Tenho o hábito de saber das notícias. Gostei de ouvir Rui Rio dizer que deixa um legado imaterial. Não me tinha apercebido. Foi há dias e fiquei a pensar no assunto. Agora, pronto, lá saltou fora outro secretário de estado. Chegou, viu e desandou. Resta saber se a ministra que o escolheu fica ou também vai. Provavelmente, fica, pensei eu. O governo tem a confiança do Presidente da República e, como se percebe, a coligação que o sustenta é de uma coesão irrevogável. Além disso, ainda há muito trabalho pela frente. Basta ver como a reforma do estado consiste em dar cabo da vida de reformados e pensionistas, dos quais, evidentemente, o CDS é um acérrimo defensor.
Depois da tempestade virá a bonança, dizem-me na televisão. Pois. Mas eu receio que não. Por duas ordens de razões. A primeira: há uma Europa cuja liderança, de um modo geral, só sabe pensar a política como subsidiária dos interesses financeiros e há um governo em Portugal com uma crença inabalável nas receitas dessa Europa dos interesses financeiros. A segunda: havendo um défice democrático nas decisões políticas da União, ele – défice democrático – só pode replicar em Portugal de forma agravada dada a falência cognitiva da maioria que governa. Isto ainda vai acabar mal, divagava eu quando o arsenal simbólico da promoção de consensos me veio tentar tranquilizar. Fica calmo, disse o arsenal, não há alternativa. Ora, não me apeteceu ficar calmo e foi aí que me voltou à cabeça o património imaterial de Rui Rio. Entrei em flashback.
Rui Rio acabara de ganhar a Câmara do Porto. Para ele a cultura era algo de insondável. De tal modo que proclamou a prioridade das medidas sociais, nomeadamente a melhoria das condições de vida nos bairros, ao mesmo tempo que desenvolvia uma tese sobre o parasitismo dos “subsídio-dependentes”, ou seja, os agentes culturais. Como se houvesse incompatibilidade entre uma coisa e a outra. De caminho, alguém por ele tratou de dar corpo a um novo conceito designado de “cultura média” – em contraponto ao “elitismo” do Porto 2001 – o que, suponho eu, corresponderia a uma espécie de democratização das práticas culturais indo ao encontro do “gosto da maioria”. As primeiras manifestações da “cultura média” não tardaram. Passei a ter um Festival das Fancesinhas ao pé da porta e a animação dos bairros sociais foi entregue a uma rádio pimba. Pude assim ouvir da boca de um ministro do PSD, um tanto encabulado, é certo, que para chegar à música erudita talvez fosse necessário passar pelo cantor Emanuel. Isto depois de uma Capital Europeia da Cultura. Achei fabuloso. Seguiram-se corridas de automóveis e acrobacias de aviões. Temeroso de que um avião me entrasse pela janela e impossibilitado de chegar a casa devido ao trânsito interdito pelo tal circuito da Boavista, passei a evitar ficar no Porto em dias de corridas e acrobacias. Pelo meio, o Rivoli, Teatro Municipal, foi entregue a Filipe La Féria.

→ **ENUNCIADO ESCRITO 1**: Enumera, transcrevendo-as por inteiro, todas as linhas dos registos em que aparece a palavra "football".
→ **ENUNCIADO ESCRITO 2**: Prossegue o excerto sobre Rui Rio e a política cultural no Porto a partir da última frase apresentada acima.

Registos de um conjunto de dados
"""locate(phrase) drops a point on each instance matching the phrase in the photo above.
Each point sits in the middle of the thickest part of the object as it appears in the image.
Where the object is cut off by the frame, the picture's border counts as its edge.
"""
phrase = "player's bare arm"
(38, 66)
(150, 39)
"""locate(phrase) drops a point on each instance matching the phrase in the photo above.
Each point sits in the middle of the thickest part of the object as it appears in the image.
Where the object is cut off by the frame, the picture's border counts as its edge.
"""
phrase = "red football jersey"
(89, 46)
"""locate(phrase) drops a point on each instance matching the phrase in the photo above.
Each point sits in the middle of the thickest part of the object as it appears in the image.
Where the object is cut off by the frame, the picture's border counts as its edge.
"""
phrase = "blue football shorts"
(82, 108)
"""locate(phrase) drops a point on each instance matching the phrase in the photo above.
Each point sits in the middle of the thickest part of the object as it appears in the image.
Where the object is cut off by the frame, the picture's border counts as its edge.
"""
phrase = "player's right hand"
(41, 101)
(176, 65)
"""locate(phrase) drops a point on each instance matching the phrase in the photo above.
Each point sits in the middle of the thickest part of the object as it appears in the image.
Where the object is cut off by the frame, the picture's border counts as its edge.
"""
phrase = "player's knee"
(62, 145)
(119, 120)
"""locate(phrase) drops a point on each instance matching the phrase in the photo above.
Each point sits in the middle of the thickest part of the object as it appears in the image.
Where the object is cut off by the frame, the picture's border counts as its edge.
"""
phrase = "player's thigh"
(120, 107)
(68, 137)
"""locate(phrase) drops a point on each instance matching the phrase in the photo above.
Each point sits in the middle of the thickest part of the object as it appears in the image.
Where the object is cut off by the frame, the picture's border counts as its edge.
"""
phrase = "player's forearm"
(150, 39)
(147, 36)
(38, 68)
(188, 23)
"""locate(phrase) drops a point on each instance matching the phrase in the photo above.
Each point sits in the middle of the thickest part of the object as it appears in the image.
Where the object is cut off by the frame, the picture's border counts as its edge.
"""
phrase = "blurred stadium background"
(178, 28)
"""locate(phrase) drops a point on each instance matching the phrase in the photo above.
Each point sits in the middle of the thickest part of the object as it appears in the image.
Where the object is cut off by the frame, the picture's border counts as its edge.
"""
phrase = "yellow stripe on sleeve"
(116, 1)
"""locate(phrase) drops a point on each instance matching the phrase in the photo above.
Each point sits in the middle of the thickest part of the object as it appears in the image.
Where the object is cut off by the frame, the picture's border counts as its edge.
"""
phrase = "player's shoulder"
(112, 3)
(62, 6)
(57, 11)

→ **RESPOSTA ESCRITA 1**:
phrase = "red football jersey"
phrase = "blue football shorts"

→ **RESPOSTA ESCRITA 2**:
Nada me move contra as francesinhas. Nem contra o cantor Emanuel. Nem contra o teatro comercial. Tão pouco, apesar do incómodo, contra os grandes eventos capazes de atrair a atenção sobre a cidade, desde que não sejam pagos com o dinheiro dos munícipes e as contas, porque envolvem montantes consideráveis, sejam transparentes. Eu não gosto deste tipo de manifestações. Mas outros gostarão. E, por aí tudo bem. Só que o meu problema não é esse. O meu problema é o mar de equívocos. A inexistência de uma política cultural. A trapalhada de confundir cultura e entretenimento. Um teatro municipal com uma programação errante e aleatória. Espaços culturais sem ocupação. Conflitos com jornais e jornalistas. A ausência de critério, salvo o contabilístico. Mas, que diabo, será este o património imaterial de Rui Rio? Se é, vou ter de esperar sentado para ver quem o reclama.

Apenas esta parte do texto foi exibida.